-- start of EXCERPT PROVIDED --
A step of suppling a source gas and a reactant 200: In the step 200, a source gas and a reactant may be supplied to the substrate loaded to the reactor. The source gas and the reactant may be supplied simultaneously, but not react chemically each other. But in the next step 300 as described later the activated reactant may react chemically with the source gas and form a compound on the substrate. Therefore, in the step 200 the reactant may act as a reactive purge gas. The source gas supplied may be adsorbed on the substrate. In another embodiment, the source gas and the reactant may be supplied sequentially and alternately, not supplying simultaneously. The source gas may comprise a silicon-containing precursor and the reactant may comprise an oxygen-containing precursor.
-- end of EXCERPT PROVIDED --
» **LIST OF TASKS**
A: According to the deposition step excerpt, what may the reactant act as in step 200?
B: From the deposition step excerpt, quote the part that opens with the words containing "A step of suppling" and closes with "an oxygen-containing precursor.".
-- start of SUPPLIED ENTRIES --
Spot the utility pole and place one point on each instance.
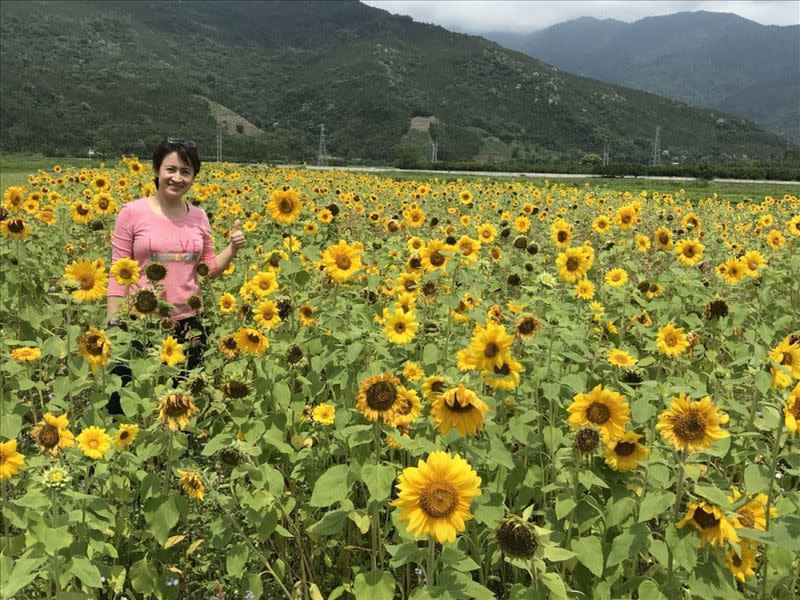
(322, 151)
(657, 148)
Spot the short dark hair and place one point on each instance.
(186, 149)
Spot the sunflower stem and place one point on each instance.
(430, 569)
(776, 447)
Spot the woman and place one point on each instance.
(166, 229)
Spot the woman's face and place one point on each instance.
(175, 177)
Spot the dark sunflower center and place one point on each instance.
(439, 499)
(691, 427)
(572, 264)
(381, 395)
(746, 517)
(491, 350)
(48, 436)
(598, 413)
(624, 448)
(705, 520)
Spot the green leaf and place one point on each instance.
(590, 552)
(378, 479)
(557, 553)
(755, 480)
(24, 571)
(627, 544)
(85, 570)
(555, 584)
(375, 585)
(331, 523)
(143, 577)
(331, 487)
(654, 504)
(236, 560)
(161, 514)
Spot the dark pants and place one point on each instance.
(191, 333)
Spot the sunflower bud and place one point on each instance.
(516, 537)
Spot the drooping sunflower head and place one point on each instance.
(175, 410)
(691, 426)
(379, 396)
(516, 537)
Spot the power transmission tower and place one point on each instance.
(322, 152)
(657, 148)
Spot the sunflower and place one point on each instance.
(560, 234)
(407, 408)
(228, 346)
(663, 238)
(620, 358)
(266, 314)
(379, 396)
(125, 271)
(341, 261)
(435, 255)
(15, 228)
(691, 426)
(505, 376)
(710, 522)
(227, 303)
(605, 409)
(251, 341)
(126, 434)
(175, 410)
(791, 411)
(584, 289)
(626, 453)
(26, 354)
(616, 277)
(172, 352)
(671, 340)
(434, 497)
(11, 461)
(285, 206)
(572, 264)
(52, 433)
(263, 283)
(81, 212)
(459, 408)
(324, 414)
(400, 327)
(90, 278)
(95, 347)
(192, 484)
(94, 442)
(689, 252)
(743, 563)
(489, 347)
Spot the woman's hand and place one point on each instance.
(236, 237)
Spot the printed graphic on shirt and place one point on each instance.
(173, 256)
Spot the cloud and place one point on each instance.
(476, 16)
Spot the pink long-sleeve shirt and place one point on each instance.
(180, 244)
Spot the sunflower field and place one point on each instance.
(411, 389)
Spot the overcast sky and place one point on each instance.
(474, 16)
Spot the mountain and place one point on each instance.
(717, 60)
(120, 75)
-- end of SUPPLIED ENTRIES --
» **CORRECT ANSWERS**
A: A reactive purge gas.

B:
A step of suppling a source gas and a reactant 200: In the step 200, a source gas and a reactant may be supplied to the substrate loaded to the reactor. The source gas and the reactant may be supplied simultaneously, but not react chemically each other. But in the next step 300 as described later the activated reactant may react chemically with the source gas and form a compound on the substrate. Therefore, in the step 200 the reactant may act as a reactive purge gas. The source gas supplied may be adsorbed on the substrate. In another embodiment, the source gas and the reactant may be supplied sequentially and alternately, not supplying simultaneously. The source gas may comprise a silicon-containing precursor and the reactant may comprise an oxygen-containing precursor.